*** Opening of Excerpted passage ***

Princess Hedwig of Denmark (5 August 1581 - 26 November 1641) was the youngest daughter of King Frederick II of Denmark and Sophie of Mecklenburg-Güstrow, and Electress of Saxony from 1602 to 1611 as the wife of Christian II. The marriage was childless, and her husband was succeeded by his brother John George. After Christian's death in 1611, the Dowager Electress Hedwig held a powerful position in Saxony.

== Early life and marriage ==

Hedwig was born on 5 August 1581 at Frederiksborg Palace in Denmark, the seventh child and fourth daughter of King Frederick II of Denmark and Sophie of Mecklenburg-Güstrow. One of her three sisters was Princess Anne of Denmark, future queen of England and Scotland, and one of her brothers became Christian IV of Denmark. Like her siblings, she spent most of her childhood away from Denmark: in her case with her mother's relative in Mecklenburg.

She was married on 12 September 1602 to Christian II, Elector of Saxony, her first cousin once removed, in Dresden. The nine-year marriage was childless. Christian died in Dresden on 23 June 1611.

*** Close of Excerpted passage ***

Problems to work on:
1. According to the biographical text on Princess Hedwig of Denmark, where was she born?
2. Continue the biographical text on Princess Hedwig of Denmark from where it stops.

*** Opening of Data shown ***

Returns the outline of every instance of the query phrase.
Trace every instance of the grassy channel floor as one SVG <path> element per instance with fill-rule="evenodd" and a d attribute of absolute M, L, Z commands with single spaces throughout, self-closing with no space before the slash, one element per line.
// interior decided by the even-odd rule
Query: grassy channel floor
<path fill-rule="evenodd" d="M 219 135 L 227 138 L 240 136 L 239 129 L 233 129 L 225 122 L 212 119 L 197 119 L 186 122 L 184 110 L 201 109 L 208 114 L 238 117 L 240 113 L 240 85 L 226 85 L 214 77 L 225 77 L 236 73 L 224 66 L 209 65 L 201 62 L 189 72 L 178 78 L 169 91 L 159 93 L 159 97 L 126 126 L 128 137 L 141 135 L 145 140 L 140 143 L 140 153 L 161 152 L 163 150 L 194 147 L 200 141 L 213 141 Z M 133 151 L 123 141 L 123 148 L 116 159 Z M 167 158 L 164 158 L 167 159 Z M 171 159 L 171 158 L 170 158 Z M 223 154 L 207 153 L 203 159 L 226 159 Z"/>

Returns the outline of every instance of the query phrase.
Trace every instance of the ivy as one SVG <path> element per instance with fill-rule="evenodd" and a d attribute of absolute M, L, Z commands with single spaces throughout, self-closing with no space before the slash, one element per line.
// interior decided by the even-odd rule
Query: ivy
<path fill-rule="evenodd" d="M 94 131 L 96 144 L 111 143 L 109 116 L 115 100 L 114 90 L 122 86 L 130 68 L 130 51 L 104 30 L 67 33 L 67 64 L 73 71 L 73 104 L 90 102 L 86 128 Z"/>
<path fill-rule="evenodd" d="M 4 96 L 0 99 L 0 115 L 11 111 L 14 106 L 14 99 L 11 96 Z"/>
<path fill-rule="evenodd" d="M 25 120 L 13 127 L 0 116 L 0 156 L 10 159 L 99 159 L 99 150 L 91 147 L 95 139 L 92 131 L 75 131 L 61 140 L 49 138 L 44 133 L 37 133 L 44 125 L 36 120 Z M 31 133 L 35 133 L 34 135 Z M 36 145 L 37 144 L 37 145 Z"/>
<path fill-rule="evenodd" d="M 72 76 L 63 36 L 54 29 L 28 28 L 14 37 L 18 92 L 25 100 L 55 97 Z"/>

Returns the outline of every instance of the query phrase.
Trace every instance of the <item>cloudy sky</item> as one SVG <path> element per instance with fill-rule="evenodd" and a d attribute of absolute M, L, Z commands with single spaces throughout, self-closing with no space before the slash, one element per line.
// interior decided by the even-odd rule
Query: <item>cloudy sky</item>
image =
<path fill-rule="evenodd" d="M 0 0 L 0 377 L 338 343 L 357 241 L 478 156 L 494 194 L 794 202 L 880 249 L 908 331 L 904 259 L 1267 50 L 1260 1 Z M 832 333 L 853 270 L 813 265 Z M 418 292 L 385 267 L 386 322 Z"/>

*** Close of Data shown ***

Responses for each task:
1. Frederiksborg Palace in Denmark.

2.
== Life as Dowager Electress ==

When her husband died in 1611, Hedwig became Dowager Electress in charge of the police and courts. She shared her authority with the new Elector, but her subjects considered her their sovereign. She was able to maintain her independence from her brother-in-law when it came to trade and commerce. She acted independently, granting letters of free passage etc., something that was normally the prerogative of the Elector. She founded churches and aided the poor, sick, and disabled.

In May 1612 she was a godparent to Christian Albert, the short-lived eldest son of John George, Elector of Saxony, and Duchess Magdalene Sibylle of Prussia.

As sister of the Danish King Christian IV and sister-in-law of King James I of England, she cultivated important connections for her brother-in-law, Elector John George I, and was involved in arranging the marriages of five of his seven children. Because of her position and connections, her territories were hardly attacked during the Thirty Years' War.

As a widow, she mainly lived in Lichtenburg, but she visited Denmark on her mother's funeral in 1631 and at the wedding of her nephew Christian, Prince-Elect of Denmark in 1634.

She died on 26 November 1641 at Schloss Lichtenburg in Prettin.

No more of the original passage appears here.